*Goal:*
Rewrite all the items below with "put a point on" switched to "place a dot on" and every other word unchanged. Leave the pictures out.

Stored entries:

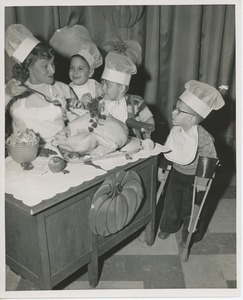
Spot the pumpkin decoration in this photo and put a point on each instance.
(123, 16)
(115, 203)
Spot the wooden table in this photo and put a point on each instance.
(48, 242)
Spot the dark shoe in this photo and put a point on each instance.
(163, 235)
(142, 237)
(182, 244)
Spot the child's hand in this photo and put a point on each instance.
(86, 98)
(14, 88)
(74, 103)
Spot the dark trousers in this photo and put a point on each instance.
(178, 203)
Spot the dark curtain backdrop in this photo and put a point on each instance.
(179, 42)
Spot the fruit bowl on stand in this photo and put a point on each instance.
(23, 146)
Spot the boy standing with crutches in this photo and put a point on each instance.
(187, 141)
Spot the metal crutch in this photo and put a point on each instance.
(163, 173)
(205, 173)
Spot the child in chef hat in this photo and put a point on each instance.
(76, 43)
(120, 65)
(187, 141)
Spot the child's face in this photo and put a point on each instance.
(42, 71)
(111, 90)
(181, 114)
(79, 70)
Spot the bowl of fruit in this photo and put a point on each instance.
(23, 146)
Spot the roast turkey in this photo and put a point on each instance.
(87, 135)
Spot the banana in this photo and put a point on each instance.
(148, 144)
(131, 198)
(133, 145)
(101, 223)
(137, 187)
(111, 180)
(111, 217)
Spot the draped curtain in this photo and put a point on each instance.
(179, 42)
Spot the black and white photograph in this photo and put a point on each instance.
(121, 166)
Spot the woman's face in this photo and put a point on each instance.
(111, 90)
(79, 71)
(42, 71)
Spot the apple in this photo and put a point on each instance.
(57, 164)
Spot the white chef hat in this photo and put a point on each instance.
(19, 42)
(202, 97)
(71, 40)
(121, 60)
(118, 68)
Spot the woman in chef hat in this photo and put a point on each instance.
(76, 43)
(38, 101)
(187, 140)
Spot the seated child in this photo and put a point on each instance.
(187, 140)
(115, 80)
(76, 43)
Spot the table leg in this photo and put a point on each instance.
(93, 270)
(149, 233)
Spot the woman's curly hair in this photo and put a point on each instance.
(21, 72)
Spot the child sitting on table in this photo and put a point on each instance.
(115, 80)
(187, 140)
(76, 43)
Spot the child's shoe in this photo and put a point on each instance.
(163, 235)
(182, 244)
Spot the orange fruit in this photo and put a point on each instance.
(57, 164)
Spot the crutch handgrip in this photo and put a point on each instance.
(206, 166)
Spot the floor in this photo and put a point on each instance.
(134, 265)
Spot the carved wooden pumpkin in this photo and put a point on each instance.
(115, 203)
(123, 16)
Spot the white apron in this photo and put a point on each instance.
(115, 108)
(46, 121)
(183, 145)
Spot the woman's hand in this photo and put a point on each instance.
(86, 98)
(14, 88)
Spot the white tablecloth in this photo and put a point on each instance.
(39, 184)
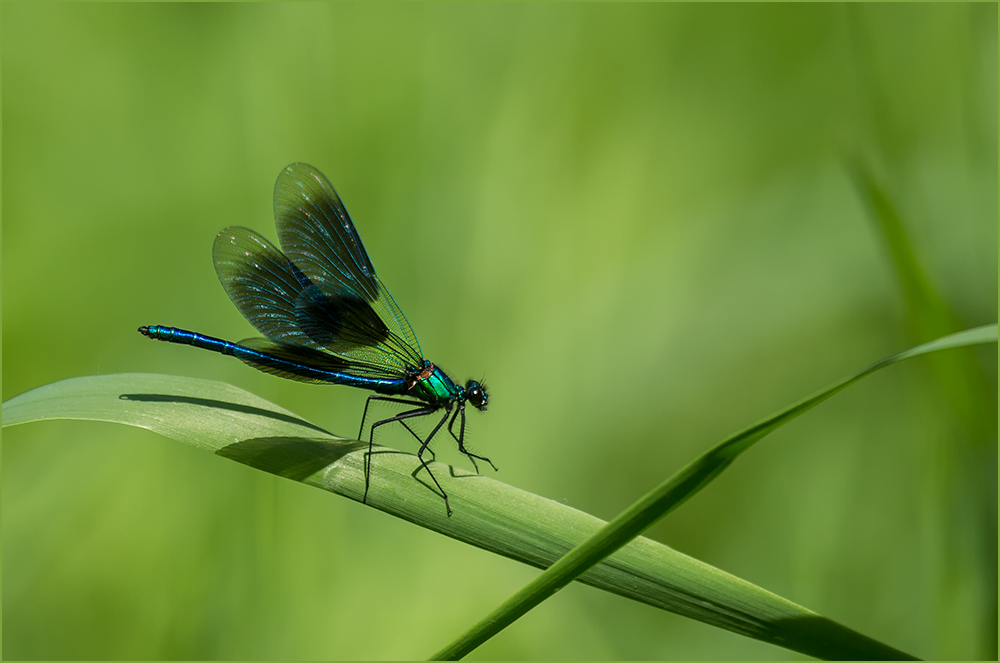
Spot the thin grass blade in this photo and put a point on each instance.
(674, 491)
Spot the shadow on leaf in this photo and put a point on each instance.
(223, 405)
(294, 458)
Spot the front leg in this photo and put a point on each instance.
(461, 439)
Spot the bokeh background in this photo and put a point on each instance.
(635, 221)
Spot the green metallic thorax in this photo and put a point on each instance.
(436, 388)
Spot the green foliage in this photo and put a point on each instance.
(492, 515)
(634, 219)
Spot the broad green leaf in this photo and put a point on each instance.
(488, 514)
(674, 491)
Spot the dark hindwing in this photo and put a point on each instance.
(301, 320)
(319, 238)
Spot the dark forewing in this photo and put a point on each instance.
(261, 282)
(318, 236)
(284, 305)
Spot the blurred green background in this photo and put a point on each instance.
(635, 221)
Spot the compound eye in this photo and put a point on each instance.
(476, 395)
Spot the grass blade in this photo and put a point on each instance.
(966, 388)
(673, 492)
(528, 528)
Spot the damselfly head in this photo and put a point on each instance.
(475, 393)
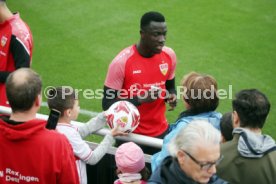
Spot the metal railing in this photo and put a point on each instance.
(139, 139)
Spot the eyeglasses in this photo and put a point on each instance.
(207, 165)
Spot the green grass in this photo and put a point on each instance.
(235, 41)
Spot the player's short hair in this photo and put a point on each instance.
(200, 92)
(226, 126)
(61, 98)
(151, 16)
(252, 107)
(22, 88)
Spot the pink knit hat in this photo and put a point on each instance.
(129, 158)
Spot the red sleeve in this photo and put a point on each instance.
(116, 71)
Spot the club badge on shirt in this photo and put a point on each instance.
(164, 68)
(3, 41)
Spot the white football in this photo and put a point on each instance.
(124, 115)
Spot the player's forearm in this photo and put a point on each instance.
(101, 150)
(3, 76)
(93, 125)
(170, 86)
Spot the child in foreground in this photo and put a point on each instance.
(64, 99)
(130, 164)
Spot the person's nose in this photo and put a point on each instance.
(212, 170)
(162, 39)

*Result for this exercise:*
Spot the pumpkin decoration in this photo and place a dot on each instance.
(123, 16)
(115, 203)
Spot the wooden table in this photo and place a dot on each instance.
(48, 242)
Spot the dark shoe in this photo and place a dot on each instance.
(163, 235)
(142, 237)
(182, 244)
Spot the child's hand in this photo and place a dot on each instance.
(86, 98)
(14, 88)
(74, 103)
Spot the dark trousers in this photo and place a dot on each instance.
(178, 203)
Spot the dark curtain backdrop in this photo and place a dot on each instance.
(179, 42)
Spot the fruit bowl on stand in this photo and place a dot on each instance.
(23, 146)
Spot the boy standing with crutches in this photo and place a dot on each instance.
(187, 141)
Spot the metal crutch in this photo and place a dot on each instance.
(163, 173)
(205, 173)
Spot the child in chef hat in this photo and place a dot on each instance.
(76, 43)
(120, 65)
(187, 141)
Spot the child's face in this photo and place a dot on each instance.
(42, 71)
(111, 90)
(181, 114)
(79, 70)
Spot the bowl of fruit in this photo and place a dot on each instance.
(23, 146)
Spot the roast turkey in this photo and place a dot on each instance.
(87, 135)
Spot the banana in this photo and place a dot on each instance.
(148, 144)
(131, 198)
(133, 145)
(101, 223)
(137, 187)
(111, 180)
(111, 217)
Spot the draped curtain in this photo and place a dot on each instance.
(179, 42)
Spot the black and white photograph in this photo and place a dot on each instance.
(121, 166)
Spot the woman's face in this photo and place a dot on each instance.
(111, 90)
(79, 71)
(42, 71)
Spot the apple in this photo and place a dot on each instance.
(57, 164)
Spot the white chef hat in this photo and place a dot on each instance.
(19, 42)
(202, 97)
(71, 40)
(121, 60)
(118, 68)
Spot the woman in chef hat in this photo and place a dot on each instance.
(76, 43)
(38, 101)
(187, 140)
Spot the seated child in this photo and place a dot on each instance.
(187, 140)
(115, 80)
(76, 43)
Spot the table leg in this photo and place a dot on each instance.
(93, 270)
(149, 233)
Spot the woman's curly hair in this photo and place a dot on each instance.
(21, 72)
Spot the child sitting on table in this photo and place a dot on each instance.
(115, 80)
(187, 140)
(76, 43)
Spot the child's shoe in this photo and place a dot on each instance.
(163, 235)
(182, 244)
Spot the orange fruit in this photo and place a dot on each instance.
(57, 164)
Spot the crutch handgrip in this photo and place a dot on each instance.
(206, 166)
Spot the floor in this photo and place a dot on each instance.
(134, 265)
Spot the carved wooden pumpkin in this photo and place a dot on each instance.
(115, 203)
(123, 16)
Spot the white apron in this photo and place a dot on each instance.
(115, 108)
(46, 121)
(183, 145)
Spot the woman's hand in this photo and place a dot on each instance.
(86, 98)
(14, 88)
Spot the white tablecloth in this photo and place a dot on each instance.
(39, 184)
Spot the thin grass blade in this photo and place a dot on each instance.
(674, 491)
Spot the shadow on leaf in this photo and place a dot on each instance.
(223, 405)
(294, 458)
Spot the front leg in this photo and place a dot on each instance.
(461, 439)
Spot the bokeh background in this photo and place a dot on each instance.
(635, 221)
Spot the green metallic thorax in this photo and place a dot on each instance.
(436, 388)
Spot the green foliage in this photo and place a dot on each instance.
(492, 515)
(634, 219)
Spot the broad green leaf in this photo and place a dot on each instance.
(488, 514)
(674, 491)
Spot the dark hindwing in this photo and place a dot on each instance.
(301, 320)
(319, 238)
Spot the dark forewing in this photo and place a dot on each instance.
(261, 282)
(318, 236)
(284, 305)
Spot the blurred green background in this photo and place a dot on each instance.
(635, 221)
Spot the compound eye in this photo and place a dot on each instance.
(476, 395)
Spot the grass blade in this photo and place a dot on each instance.
(966, 388)
(673, 492)
(528, 528)
Spot the damselfly head in this photo and place a dot on each instance.
(475, 393)
Spot the metal railing in this photo and place a dot on each instance.
(139, 139)
Spot the eyeglasses in this photo and place a dot on each instance.
(207, 165)
Spot the green grass in this photo and place a dot on each instance.
(235, 41)
Spot the player's short hair in this photo and place a dot on each instance.
(200, 92)
(226, 126)
(61, 98)
(151, 16)
(252, 107)
(22, 88)
Spot the pink knit hat in this photo and place a dot on each instance.
(129, 158)
Spot the red sleeve in this photo and place a dot on each instance.
(116, 71)
Spot the club badge on shirt in this photo and place a dot on each instance.
(164, 68)
(3, 41)
Spot the white football in this photo and place a dot on each instance.
(124, 115)
Spot the player's forearm in this photo and place a dot on each instance.
(101, 150)
(3, 76)
(93, 125)
(170, 86)
Spot the child in foreground in this photo and place a dot on each instance.
(64, 99)
(130, 164)
Spot the person's nose in this photo and place a dot on each instance.
(212, 170)
(162, 39)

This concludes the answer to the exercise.